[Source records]
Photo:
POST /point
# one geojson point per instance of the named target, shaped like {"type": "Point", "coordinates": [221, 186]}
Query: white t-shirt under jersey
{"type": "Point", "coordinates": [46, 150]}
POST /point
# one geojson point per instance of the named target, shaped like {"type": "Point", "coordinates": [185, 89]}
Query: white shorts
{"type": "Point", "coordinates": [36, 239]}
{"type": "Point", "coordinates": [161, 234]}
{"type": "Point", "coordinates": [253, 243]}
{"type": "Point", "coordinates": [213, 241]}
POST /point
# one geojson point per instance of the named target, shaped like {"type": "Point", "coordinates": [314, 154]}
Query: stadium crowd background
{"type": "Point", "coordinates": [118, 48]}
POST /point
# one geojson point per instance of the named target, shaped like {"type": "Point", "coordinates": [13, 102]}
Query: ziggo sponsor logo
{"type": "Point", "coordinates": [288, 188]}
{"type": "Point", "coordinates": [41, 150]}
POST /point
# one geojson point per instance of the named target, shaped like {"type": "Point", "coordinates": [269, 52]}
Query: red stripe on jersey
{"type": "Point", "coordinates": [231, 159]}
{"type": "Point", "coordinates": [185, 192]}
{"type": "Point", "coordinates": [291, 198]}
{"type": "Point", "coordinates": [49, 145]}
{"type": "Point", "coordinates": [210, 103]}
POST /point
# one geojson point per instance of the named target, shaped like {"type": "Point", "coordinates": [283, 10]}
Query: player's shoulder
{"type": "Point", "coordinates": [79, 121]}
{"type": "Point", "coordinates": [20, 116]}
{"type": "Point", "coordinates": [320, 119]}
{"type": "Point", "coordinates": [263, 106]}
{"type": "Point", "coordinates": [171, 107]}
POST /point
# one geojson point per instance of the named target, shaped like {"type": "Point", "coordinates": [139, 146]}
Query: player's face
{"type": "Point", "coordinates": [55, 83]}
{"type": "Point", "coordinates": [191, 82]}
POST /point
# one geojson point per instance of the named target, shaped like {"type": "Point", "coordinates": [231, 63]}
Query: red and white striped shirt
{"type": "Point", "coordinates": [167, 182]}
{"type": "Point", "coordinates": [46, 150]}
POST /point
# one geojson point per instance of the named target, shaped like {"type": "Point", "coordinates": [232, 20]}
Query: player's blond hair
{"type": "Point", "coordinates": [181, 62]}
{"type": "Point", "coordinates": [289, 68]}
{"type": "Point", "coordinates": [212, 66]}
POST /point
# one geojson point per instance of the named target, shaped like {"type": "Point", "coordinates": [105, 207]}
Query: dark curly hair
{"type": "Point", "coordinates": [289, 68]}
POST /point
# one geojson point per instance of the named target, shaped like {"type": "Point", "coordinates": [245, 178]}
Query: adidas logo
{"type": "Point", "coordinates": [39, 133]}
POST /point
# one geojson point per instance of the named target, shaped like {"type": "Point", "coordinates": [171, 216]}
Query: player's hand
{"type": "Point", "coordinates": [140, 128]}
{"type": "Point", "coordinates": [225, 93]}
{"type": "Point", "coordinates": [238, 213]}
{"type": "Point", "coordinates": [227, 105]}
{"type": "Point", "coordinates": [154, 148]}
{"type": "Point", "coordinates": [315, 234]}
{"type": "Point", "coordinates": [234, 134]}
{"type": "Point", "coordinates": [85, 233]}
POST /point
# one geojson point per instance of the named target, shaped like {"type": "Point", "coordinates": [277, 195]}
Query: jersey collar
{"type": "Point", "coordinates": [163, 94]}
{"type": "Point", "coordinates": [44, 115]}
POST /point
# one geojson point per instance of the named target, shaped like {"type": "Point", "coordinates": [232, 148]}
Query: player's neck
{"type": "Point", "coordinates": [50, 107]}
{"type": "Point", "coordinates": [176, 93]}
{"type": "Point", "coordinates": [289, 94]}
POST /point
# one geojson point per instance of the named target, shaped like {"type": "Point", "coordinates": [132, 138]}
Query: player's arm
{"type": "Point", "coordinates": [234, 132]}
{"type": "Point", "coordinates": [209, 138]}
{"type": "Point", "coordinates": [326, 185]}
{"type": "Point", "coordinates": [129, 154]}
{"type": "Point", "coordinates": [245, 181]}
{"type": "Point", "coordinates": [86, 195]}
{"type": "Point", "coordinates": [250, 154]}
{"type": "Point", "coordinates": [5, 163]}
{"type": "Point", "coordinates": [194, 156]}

**Instructions for the task**
Write the data back out verbatim.

**Output below**
Photo:
POST /point
# one geojson point per instance of the named target, shaped like {"type": "Point", "coordinates": [221, 186]}
Query: white t-shirt under jersey
{"type": "Point", "coordinates": [46, 150]}
POST /point
# one geojson point per instance of the named target, shaped like {"type": "Point", "coordinates": [185, 89]}
Query: white shorts
{"type": "Point", "coordinates": [36, 239]}
{"type": "Point", "coordinates": [161, 234]}
{"type": "Point", "coordinates": [253, 243]}
{"type": "Point", "coordinates": [213, 241]}
POST /point
# one geojson point per instance of the named target, shaped like {"type": "Point", "coordinates": [314, 154]}
Query: stadium crowd background
{"type": "Point", "coordinates": [118, 48]}
POST /point
# one geojson point per instance of the named target, shaped like {"type": "Point", "coordinates": [13, 102]}
Query: ziggo sponsor logo
{"type": "Point", "coordinates": [288, 188]}
{"type": "Point", "coordinates": [41, 150]}
POST /point
# one geojson point per instance of the named target, shaped like {"type": "Point", "coordinates": [269, 52]}
Query: red stripe on jersey
{"type": "Point", "coordinates": [231, 159]}
{"type": "Point", "coordinates": [185, 192]}
{"type": "Point", "coordinates": [291, 198]}
{"type": "Point", "coordinates": [49, 145]}
{"type": "Point", "coordinates": [210, 103]}
POST /point
# one geojson point per instance of the named target, shaped like {"type": "Point", "coordinates": [283, 10]}
Query: player's shoulder
{"type": "Point", "coordinates": [79, 121]}
{"type": "Point", "coordinates": [20, 116]}
{"type": "Point", "coordinates": [320, 119]}
{"type": "Point", "coordinates": [263, 106]}
{"type": "Point", "coordinates": [171, 107]}
POST /point
# one geojson point per instance of the named target, shaped like {"type": "Point", "coordinates": [139, 146]}
Query: player's face
{"type": "Point", "coordinates": [55, 83]}
{"type": "Point", "coordinates": [191, 82]}
POST /point
# one geojson point per instance of the named target, shaped like {"type": "Point", "coordinates": [231, 63]}
Query: red and white striped shirt
{"type": "Point", "coordinates": [167, 182]}
{"type": "Point", "coordinates": [46, 150]}
POST /point
# one geojson point per instance of the named target, shaped like {"type": "Point", "coordinates": [232, 20]}
Query: player's blond hair
{"type": "Point", "coordinates": [181, 62]}
{"type": "Point", "coordinates": [289, 68]}
{"type": "Point", "coordinates": [212, 66]}
POST /point
# one geojson point per instance of the named target, shaped like {"type": "Point", "coordinates": [105, 207]}
Query: dark curly hair
{"type": "Point", "coordinates": [289, 68]}
POST /point
# one geojson point per instance of the named target, shaped like {"type": "Point", "coordinates": [245, 178]}
Query: adidas logo
{"type": "Point", "coordinates": [39, 133]}
POST /point
# one geojson point per instance of the named target, shaped like {"type": "Point", "coordinates": [171, 216]}
Query: player's hand
{"type": "Point", "coordinates": [140, 128]}
{"type": "Point", "coordinates": [225, 93]}
{"type": "Point", "coordinates": [238, 213]}
{"type": "Point", "coordinates": [227, 105]}
{"type": "Point", "coordinates": [154, 148]}
{"type": "Point", "coordinates": [315, 234]}
{"type": "Point", "coordinates": [234, 134]}
{"type": "Point", "coordinates": [85, 233]}
POST /point
# one geojson point per instance of the named target, shaped like {"type": "Point", "coordinates": [277, 195]}
Query: jersey collar
{"type": "Point", "coordinates": [163, 94]}
{"type": "Point", "coordinates": [44, 115]}
POST /point
# one geojson point per instance of the named target, shaped like {"type": "Point", "coordinates": [232, 148]}
Query: player's neck
{"type": "Point", "coordinates": [50, 107]}
{"type": "Point", "coordinates": [176, 93]}
{"type": "Point", "coordinates": [289, 94]}
POST /point
# one geojson point per instance of the named target, shaped like {"type": "Point", "coordinates": [132, 138]}
Query: player's arm
{"type": "Point", "coordinates": [234, 132]}
{"type": "Point", "coordinates": [209, 138]}
{"type": "Point", "coordinates": [326, 185]}
{"type": "Point", "coordinates": [129, 154]}
{"type": "Point", "coordinates": [245, 181]}
{"type": "Point", "coordinates": [86, 195]}
{"type": "Point", "coordinates": [250, 154]}
{"type": "Point", "coordinates": [5, 163]}
{"type": "Point", "coordinates": [194, 156]}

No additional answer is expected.